_Rows from a point labeling set_
**********

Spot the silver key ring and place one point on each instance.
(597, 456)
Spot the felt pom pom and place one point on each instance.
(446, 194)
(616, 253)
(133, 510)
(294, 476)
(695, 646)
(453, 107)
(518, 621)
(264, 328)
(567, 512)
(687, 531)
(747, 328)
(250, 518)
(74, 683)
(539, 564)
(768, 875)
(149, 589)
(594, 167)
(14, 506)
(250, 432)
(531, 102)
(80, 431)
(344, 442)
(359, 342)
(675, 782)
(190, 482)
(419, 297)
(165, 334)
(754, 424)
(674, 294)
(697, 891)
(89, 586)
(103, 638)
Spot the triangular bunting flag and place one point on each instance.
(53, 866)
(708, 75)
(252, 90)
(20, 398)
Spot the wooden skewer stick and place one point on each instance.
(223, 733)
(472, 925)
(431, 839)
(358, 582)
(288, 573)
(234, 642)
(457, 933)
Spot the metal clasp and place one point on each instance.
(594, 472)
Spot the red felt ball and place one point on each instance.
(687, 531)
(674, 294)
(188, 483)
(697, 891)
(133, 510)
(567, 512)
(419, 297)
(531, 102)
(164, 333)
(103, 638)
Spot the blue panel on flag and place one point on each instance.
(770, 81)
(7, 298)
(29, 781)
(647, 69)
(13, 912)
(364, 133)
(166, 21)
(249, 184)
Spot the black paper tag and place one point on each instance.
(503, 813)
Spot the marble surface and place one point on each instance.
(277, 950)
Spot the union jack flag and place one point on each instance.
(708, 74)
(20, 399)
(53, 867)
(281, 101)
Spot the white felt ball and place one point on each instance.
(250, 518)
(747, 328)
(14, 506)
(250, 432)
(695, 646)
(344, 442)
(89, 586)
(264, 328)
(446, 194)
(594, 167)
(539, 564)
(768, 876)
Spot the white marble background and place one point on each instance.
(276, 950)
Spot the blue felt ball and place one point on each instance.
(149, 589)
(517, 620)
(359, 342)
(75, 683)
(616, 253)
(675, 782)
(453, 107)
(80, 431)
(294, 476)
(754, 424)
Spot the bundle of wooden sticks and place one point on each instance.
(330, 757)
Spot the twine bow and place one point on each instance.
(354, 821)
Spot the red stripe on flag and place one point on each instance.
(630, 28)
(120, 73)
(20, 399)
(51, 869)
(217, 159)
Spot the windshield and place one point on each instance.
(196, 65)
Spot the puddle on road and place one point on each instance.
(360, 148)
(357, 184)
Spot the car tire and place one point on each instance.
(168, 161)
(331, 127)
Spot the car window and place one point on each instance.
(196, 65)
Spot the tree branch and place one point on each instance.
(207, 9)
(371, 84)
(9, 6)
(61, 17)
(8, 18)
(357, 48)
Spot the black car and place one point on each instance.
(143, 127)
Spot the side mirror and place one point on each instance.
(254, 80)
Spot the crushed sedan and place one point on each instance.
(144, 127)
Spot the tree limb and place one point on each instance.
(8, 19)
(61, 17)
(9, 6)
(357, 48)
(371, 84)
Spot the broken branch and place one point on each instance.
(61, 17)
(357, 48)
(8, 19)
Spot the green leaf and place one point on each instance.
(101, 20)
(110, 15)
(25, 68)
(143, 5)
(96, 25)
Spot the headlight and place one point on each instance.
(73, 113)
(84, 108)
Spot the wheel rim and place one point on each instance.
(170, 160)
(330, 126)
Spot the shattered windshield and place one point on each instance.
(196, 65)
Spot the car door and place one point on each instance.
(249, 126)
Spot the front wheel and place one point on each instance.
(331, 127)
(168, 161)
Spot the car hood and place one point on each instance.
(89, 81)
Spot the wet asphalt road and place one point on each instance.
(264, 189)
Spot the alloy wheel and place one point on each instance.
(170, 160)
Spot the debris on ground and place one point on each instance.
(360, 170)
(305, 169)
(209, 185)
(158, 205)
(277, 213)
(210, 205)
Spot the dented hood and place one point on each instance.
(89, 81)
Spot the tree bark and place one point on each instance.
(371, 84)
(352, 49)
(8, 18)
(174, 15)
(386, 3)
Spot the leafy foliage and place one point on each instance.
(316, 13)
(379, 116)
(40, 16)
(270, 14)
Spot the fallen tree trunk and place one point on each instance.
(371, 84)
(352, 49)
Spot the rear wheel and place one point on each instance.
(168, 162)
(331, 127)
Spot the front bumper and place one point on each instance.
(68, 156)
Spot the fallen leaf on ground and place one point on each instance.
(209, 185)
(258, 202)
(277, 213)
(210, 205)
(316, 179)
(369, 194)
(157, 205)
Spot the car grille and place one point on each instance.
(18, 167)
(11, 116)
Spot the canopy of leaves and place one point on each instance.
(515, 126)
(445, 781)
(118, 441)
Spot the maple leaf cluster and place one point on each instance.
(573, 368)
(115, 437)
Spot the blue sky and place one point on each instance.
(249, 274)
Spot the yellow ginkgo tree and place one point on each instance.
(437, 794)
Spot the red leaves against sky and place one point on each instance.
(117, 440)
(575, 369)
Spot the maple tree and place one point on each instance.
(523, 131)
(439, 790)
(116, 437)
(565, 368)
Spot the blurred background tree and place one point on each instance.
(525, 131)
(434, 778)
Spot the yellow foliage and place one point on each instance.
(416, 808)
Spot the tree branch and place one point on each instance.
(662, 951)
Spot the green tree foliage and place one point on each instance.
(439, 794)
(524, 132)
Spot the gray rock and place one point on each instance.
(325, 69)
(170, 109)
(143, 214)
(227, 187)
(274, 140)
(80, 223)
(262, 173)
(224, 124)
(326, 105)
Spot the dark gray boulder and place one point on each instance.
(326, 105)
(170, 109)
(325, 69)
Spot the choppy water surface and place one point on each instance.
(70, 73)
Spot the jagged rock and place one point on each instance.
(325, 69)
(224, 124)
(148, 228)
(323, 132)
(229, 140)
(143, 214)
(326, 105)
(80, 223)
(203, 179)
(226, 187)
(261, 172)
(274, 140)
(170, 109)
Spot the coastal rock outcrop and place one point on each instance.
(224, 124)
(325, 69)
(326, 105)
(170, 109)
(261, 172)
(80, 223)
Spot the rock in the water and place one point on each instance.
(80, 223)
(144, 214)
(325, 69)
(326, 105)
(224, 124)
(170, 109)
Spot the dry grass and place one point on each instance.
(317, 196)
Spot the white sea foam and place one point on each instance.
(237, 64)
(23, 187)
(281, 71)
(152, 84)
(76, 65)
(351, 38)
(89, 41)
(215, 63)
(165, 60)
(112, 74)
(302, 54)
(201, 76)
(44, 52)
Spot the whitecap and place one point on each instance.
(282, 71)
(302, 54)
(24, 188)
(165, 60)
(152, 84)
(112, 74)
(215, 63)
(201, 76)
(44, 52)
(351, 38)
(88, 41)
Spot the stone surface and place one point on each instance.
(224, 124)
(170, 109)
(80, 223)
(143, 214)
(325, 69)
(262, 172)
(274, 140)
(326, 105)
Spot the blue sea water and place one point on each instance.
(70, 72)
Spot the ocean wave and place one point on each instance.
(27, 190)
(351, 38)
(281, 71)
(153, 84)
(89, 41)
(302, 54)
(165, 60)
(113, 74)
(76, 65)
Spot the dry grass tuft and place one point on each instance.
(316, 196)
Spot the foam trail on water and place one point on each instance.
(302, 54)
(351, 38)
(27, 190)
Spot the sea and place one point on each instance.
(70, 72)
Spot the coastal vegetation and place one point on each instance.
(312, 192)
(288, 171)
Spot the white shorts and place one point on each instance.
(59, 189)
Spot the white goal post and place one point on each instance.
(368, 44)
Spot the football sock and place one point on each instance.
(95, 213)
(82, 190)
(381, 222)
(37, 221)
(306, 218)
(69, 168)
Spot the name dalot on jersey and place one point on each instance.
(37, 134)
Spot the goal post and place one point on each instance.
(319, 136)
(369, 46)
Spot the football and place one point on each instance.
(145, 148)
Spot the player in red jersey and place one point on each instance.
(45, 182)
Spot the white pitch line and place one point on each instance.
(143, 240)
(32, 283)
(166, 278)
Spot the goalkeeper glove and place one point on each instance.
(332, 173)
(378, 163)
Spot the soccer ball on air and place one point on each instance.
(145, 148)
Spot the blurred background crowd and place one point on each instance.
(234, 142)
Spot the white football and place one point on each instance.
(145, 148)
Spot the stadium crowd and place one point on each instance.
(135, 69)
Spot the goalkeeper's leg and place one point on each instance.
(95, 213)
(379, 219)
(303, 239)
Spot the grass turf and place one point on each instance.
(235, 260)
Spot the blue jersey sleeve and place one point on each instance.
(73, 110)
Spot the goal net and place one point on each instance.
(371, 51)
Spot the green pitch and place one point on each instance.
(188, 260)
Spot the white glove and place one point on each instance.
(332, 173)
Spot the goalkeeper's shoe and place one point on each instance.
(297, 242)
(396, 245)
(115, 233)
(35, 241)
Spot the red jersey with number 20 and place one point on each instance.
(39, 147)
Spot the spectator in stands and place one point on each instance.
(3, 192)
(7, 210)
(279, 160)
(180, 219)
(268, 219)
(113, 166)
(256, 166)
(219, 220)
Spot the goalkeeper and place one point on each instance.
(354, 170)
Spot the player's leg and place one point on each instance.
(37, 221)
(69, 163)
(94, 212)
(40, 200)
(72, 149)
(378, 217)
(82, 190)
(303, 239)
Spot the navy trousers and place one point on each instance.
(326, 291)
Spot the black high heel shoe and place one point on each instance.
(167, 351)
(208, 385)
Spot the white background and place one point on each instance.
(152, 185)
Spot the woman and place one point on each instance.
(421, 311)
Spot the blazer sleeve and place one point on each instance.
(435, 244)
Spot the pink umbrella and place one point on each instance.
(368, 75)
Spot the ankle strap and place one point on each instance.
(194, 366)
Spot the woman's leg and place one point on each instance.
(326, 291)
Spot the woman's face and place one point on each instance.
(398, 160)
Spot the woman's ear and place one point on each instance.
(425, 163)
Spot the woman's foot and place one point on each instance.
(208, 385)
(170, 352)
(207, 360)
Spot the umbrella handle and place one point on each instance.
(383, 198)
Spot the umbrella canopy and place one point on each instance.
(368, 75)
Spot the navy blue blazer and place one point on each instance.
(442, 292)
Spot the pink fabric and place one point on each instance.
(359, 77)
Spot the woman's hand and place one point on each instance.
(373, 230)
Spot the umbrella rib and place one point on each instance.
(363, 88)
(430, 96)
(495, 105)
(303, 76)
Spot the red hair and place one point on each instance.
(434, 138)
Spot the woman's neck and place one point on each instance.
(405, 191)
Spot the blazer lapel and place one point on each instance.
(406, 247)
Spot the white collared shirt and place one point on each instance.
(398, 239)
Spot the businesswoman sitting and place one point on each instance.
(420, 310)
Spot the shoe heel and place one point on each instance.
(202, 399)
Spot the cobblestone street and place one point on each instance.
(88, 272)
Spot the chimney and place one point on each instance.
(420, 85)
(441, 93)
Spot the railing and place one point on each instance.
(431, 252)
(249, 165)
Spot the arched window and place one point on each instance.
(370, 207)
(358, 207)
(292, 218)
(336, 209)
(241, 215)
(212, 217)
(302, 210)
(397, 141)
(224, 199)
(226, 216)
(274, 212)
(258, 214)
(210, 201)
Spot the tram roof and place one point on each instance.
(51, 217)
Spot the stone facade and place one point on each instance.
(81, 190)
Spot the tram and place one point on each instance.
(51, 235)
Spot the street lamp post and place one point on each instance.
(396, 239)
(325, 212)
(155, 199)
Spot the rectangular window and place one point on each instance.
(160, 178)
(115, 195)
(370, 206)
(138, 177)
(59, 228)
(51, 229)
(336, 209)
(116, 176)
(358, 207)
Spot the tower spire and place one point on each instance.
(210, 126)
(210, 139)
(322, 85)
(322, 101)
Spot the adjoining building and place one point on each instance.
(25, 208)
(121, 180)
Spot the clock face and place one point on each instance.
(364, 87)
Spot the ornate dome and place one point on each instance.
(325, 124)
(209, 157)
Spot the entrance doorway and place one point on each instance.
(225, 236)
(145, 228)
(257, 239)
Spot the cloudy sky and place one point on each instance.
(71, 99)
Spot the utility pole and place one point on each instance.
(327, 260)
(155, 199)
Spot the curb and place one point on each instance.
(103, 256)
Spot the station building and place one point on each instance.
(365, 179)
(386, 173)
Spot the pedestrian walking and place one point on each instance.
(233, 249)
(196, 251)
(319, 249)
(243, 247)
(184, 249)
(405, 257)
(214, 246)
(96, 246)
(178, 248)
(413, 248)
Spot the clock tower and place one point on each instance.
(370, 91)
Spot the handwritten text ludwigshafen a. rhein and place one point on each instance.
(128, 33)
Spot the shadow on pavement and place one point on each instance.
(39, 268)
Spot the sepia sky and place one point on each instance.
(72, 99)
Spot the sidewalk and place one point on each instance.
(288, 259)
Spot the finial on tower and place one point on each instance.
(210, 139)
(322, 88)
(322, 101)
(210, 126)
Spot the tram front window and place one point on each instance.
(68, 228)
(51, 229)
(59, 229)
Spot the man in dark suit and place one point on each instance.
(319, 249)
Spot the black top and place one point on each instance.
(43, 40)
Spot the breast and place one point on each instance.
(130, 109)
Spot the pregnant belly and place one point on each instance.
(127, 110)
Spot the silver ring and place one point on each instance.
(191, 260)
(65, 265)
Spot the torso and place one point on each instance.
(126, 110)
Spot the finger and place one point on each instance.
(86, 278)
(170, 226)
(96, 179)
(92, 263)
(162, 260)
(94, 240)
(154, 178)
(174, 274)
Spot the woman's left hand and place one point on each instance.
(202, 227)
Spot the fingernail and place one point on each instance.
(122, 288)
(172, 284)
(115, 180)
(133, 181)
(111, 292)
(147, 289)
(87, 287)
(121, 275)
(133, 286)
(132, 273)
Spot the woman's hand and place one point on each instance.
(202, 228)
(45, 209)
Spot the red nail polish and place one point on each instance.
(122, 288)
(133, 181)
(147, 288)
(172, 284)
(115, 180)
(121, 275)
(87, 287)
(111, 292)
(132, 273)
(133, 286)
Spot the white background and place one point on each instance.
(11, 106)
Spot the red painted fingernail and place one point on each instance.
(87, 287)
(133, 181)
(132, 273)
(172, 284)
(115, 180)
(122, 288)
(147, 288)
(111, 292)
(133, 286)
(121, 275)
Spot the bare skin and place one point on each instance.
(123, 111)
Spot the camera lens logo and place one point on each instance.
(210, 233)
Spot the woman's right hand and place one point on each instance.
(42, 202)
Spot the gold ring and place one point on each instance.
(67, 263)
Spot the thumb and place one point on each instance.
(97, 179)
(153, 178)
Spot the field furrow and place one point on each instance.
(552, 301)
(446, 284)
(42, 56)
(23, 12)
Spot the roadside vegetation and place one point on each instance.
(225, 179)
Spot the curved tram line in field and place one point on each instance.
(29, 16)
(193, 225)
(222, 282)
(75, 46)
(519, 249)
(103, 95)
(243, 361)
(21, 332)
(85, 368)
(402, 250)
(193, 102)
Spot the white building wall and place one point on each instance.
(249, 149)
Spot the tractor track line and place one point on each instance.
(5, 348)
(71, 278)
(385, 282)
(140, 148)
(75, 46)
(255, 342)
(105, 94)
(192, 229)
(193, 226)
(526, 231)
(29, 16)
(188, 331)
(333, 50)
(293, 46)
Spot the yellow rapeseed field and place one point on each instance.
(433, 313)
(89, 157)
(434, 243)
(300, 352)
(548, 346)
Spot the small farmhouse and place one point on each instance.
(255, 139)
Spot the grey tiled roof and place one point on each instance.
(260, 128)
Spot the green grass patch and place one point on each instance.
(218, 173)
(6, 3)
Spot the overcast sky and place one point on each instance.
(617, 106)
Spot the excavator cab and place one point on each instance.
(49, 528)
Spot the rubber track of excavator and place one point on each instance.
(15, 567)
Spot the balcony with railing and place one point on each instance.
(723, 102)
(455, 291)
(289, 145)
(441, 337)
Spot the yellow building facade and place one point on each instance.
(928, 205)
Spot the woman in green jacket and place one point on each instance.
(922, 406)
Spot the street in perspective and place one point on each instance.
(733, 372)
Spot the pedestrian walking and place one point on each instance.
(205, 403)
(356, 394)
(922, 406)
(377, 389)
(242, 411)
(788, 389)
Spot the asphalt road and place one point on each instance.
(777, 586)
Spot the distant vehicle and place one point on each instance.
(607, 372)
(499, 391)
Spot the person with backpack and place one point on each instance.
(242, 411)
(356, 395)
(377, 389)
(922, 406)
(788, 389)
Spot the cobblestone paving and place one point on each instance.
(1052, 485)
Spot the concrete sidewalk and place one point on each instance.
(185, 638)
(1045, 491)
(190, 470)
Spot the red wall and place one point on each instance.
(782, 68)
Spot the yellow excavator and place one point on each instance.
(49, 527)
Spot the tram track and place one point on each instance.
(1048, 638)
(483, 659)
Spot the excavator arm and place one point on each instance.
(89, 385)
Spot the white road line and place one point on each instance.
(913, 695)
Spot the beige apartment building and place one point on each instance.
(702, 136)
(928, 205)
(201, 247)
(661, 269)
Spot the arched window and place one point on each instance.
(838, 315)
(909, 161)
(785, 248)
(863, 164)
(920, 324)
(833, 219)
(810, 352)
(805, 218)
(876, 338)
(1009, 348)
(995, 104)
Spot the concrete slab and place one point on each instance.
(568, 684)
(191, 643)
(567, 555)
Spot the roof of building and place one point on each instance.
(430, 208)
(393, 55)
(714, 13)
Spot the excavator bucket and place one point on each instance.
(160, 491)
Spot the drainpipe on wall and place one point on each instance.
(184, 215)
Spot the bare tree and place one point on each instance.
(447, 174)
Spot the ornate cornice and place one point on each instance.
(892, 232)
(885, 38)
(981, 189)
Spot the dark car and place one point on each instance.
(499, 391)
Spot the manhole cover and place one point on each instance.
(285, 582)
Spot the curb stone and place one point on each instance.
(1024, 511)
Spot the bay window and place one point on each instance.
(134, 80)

**********

_INSTRUCTION_
Rescale the rows starting with the line containing "Spot the concrete sidewalk" and going on through the end of the rows, giving those lines again with the requests included and every point coordinate multiplied by 2.1 and rounded to the nearest whole number, halves up. Include both ends and no other lines.

_ANSWER IN FULL_
Spot the concrete sidewalk and place one point on each instance.
(389, 1340)
(2195, 1031)
(399, 987)
Spot the red wall and place one point on each instance.
(1642, 143)
Spot the yellow excavator and place one point on each instance.
(103, 1107)
Spot the tram track and place one point on each instance.
(2201, 1340)
(1014, 1384)
Spot the excavator arm and place one point on each instance.
(187, 809)
Spot the white road line and place one point on each instance.
(1917, 1460)
Spot the beige apartment building and place one point on each instance.
(1474, 286)
(1949, 431)
(422, 519)
(1388, 565)
Spot the arched window and place one point on each instance.
(1760, 662)
(1909, 338)
(1649, 521)
(1812, 344)
(1932, 680)
(1749, 460)
(1701, 739)
(1691, 458)
(1840, 710)
(2119, 731)
(2090, 218)
Spot the concrete slab and place one point on each instance.
(1193, 1436)
(401, 1350)
(1191, 1166)
Spot the roof of building and place one point on each instance.
(903, 437)
(825, 116)
(1499, 27)
Spot the excavator bucket and place one point on each instance.
(336, 1031)
Spot the drainpipe on wall and place one point on each instance.
(386, 452)
Spot the bare tree and place one point on each instance.
(939, 365)
Spot the ornate cornice and place one point on each instance.
(1873, 487)
(1859, 80)
(2060, 397)
Spot the dark car and place one point on each instance.
(1048, 821)
Spot the manhole cover and place one point on each instance.
(599, 1222)
Spot the curb stone and place one point on each instance.
(2150, 1073)
Spot the bay window and place one point on each instance.
(281, 168)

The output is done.